• Work to be completed
A word-for-word transcription of the data below is required.

┌─ Data for the task

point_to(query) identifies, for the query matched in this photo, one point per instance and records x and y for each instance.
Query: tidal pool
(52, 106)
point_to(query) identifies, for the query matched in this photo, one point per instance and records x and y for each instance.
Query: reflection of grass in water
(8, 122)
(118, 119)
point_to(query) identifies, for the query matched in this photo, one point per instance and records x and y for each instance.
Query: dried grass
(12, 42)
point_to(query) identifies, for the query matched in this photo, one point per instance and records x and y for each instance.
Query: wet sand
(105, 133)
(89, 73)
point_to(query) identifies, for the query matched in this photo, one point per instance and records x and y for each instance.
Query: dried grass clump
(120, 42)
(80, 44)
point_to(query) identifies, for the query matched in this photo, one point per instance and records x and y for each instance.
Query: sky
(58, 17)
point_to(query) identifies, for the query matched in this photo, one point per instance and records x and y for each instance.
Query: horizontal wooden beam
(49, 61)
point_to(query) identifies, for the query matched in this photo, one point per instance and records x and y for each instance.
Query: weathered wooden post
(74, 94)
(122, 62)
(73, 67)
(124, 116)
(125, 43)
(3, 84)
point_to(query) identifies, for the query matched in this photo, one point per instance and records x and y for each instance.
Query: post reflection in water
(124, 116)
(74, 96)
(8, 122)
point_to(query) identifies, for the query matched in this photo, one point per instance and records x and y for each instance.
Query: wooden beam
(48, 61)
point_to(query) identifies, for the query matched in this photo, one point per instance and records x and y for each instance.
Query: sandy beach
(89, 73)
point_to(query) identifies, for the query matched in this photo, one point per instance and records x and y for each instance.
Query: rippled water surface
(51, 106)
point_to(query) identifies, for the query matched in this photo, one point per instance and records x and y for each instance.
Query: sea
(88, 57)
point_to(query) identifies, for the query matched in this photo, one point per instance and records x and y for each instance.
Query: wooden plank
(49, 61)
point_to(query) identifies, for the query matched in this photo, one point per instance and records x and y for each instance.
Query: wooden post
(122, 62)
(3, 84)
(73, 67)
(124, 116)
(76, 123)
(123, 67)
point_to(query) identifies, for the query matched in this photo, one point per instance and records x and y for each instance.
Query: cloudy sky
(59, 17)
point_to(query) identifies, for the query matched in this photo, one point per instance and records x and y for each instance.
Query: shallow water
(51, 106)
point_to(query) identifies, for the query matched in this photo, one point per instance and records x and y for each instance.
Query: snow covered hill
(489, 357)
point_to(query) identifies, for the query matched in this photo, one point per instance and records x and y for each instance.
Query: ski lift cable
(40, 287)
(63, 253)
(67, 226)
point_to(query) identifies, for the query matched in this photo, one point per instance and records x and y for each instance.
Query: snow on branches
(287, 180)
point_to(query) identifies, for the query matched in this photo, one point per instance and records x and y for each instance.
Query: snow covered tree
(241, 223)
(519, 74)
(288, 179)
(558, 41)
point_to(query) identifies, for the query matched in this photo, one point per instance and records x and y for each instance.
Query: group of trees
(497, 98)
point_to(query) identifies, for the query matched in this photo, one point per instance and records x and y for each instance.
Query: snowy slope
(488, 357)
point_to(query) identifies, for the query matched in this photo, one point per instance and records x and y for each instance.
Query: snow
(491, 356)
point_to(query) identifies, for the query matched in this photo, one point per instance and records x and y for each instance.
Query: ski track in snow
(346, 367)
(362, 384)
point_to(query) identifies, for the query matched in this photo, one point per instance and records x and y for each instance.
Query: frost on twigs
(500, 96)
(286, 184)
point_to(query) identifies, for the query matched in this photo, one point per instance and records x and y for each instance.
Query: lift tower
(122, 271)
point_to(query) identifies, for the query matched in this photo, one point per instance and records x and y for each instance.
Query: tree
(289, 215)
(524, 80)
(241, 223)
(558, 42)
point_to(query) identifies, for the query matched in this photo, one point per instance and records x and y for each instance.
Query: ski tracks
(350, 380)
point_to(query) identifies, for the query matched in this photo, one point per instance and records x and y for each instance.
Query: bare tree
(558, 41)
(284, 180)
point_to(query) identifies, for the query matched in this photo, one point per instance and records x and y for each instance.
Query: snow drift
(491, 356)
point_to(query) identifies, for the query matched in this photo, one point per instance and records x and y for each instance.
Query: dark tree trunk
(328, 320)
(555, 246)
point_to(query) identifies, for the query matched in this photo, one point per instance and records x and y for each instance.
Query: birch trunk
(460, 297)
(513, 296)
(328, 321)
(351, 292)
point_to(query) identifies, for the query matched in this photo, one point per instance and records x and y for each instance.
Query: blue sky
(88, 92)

└─

• Finished exercise
point_to(query) identifies, for the query matched in this photo, one point per instance and records x and y for each instance.
Query: tidal pool
(52, 106)
point_to(query) identifies, for the query matched in this photo, one point per instance and records x and y for each instance.
Query: reflection of grass in water
(8, 122)
(118, 119)
point_to(query) identifies, for the query matched in this photo, one point per instance and records x and y for each instance.
Query: dried grass
(12, 42)
point_to(query) identifies, for the query matched in this photo, one point per instance and records x and y for each instance.
Query: wet sand
(105, 133)
(89, 73)
point_to(query) identifies, for the query matched in this photo, one point per instance and records x and y for each instance.
Query: dried grass clump
(120, 42)
(80, 44)
point_to(query) identifies, for the query matched in this photo, one point per instance and records x and y for each instance.
Query: sky
(58, 17)
point_to(query) identifies, for the query matched in this photo, one point per instance and records x and y for each instance.
Query: horizontal wooden beam
(49, 61)
point_to(query) identifies, for the query matched in this photo, one point per instance and records x and y for each instance.
Query: weathered wooden post
(74, 94)
(122, 62)
(73, 67)
(124, 116)
(125, 43)
(3, 84)
point_to(query) identifies, for the query matched in this photo, one point per instance and records x and y for each instance.
Query: post reflection in water
(124, 116)
(74, 96)
(8, 122)
point_to(query) identifies, for the query matched in this photo, one point per instance and records x and y for each instance.
Query: wooden beam
(48, 61)
point_to(query) identifies, for the query matched in this photo, one point per instance and records x and y for each instance.
Query: sandy beach
(89, 73)
point_to(query) identifies, for the query matched in this photo, one point per instance and records x and y for each instance.
Query: rippled water surface
(51, 106)
point_to(query) identifies, for the query matched in this photo, one point per instance and records x and y for each instance.
Query: sea
(88, 57)
point_to(query) identifies, for the query matched in this photo, one point per instance and records x and y for each instance.
Query: wooden plank
(49, 61)
point_to(query) identifies, for the query matched in this photo, one point per instance and records x and y for each instance.
Query: wooden post
(122, 62)
(3, 84)
(73, 67)
(124, 116)
(76, 123)
(123, 67)
point_to(query) identifies, for the query matched in this photo, one point per instance and records x and y for each instance.
Query: cloudy sky
(59, 17)
point_to(query) identifies, for the query matched in this photo, one point per instance and records x and y for each instance.
Query: shallow water
(51, 106)
point_to(query) identifies, for the query matched in this photo, one point per instance and records x and y for each instance.
Query: snow covered hill
(489, 357)
point_to(query) identifies, for the query matched in this photo, one point per instance and records x and y for each instance.
Query: ski lift cable
(40, 287)
(63, 253)
(67, 226)
point_to(query) identifies, for the query matched in this photo, one point per instance and records x and y for each instance.
Query: snow on branches
(287, 180)
point_to(query) identifies, for the query matched in this photo, one point per instance and records x and y for each instance.
Query: snow covered tree
(241, 223)
(519, 74)
(288, 179)
(558, 41)
point_to(query) identifies, for the query matched in this photo, one point per instance and records x and y for each instance.
Query: group of trees
(497, 98)
point_to(query) identifies, for the query matched in this photo, one point per instance and records x and y for each instance.
Query: snowy slope
(488, 357)
point_to(query) identifies, for the query matched in this photo, one point per instance and records x and y for each instance.
Query: snow
(491, 356)
point_to(query) identifies, for the query matched in this photo, one point per instance and records x and y for each instance.
Query: ski track in snow
(346, 367)
(362, 384)
point_to(query) identifies, for the query matched in this photo, one point per instance and records x and y for each instance.
Query: frost on twigs
(500, 96)
(286, 184)
point_to(query) identifies, for the query matched in this photo, one point per instance and records x and y for each instance.
Query: lift tower
(122, 271)
point_to(query) identifies, for the query matched in this photo, one point per instance and records x and y for each instance.
Query: tree
(289, 215)
(524, 80)
(241, 223)
(558, 42)
point_to(query) identifies, for the query matched in this photo, one point per instance and records x and y for each instance.
Query: ski tracks
(350, 380)
point_to(query) identifies, for the query matched in this photo, one point per instance and records x and y for each instance.
Query: bare tree
(558, 41)
(284, 180)
point_to(query) identifies, for the query matched in this photo, one point per instance and records x and y for each instance.
Query: snow drift
(491, 356)
point_to(query) identifies, for the query matched in this photo, one point per instance and records x and y for each instance.
Query: dark tree trunk
(328, 320)
(555, 246)
point_to(query) identifies, for the query matched in this photo, one point per instance and records x and y for each instance.
Query: birch trunk
(460, 297)
(513, 296)
(328, 321)
(351, 292)
point_to(query) identifies, for the query matched in this photo, one point per instance and records x and y for each instance.
Query: blue sky
(88, 92)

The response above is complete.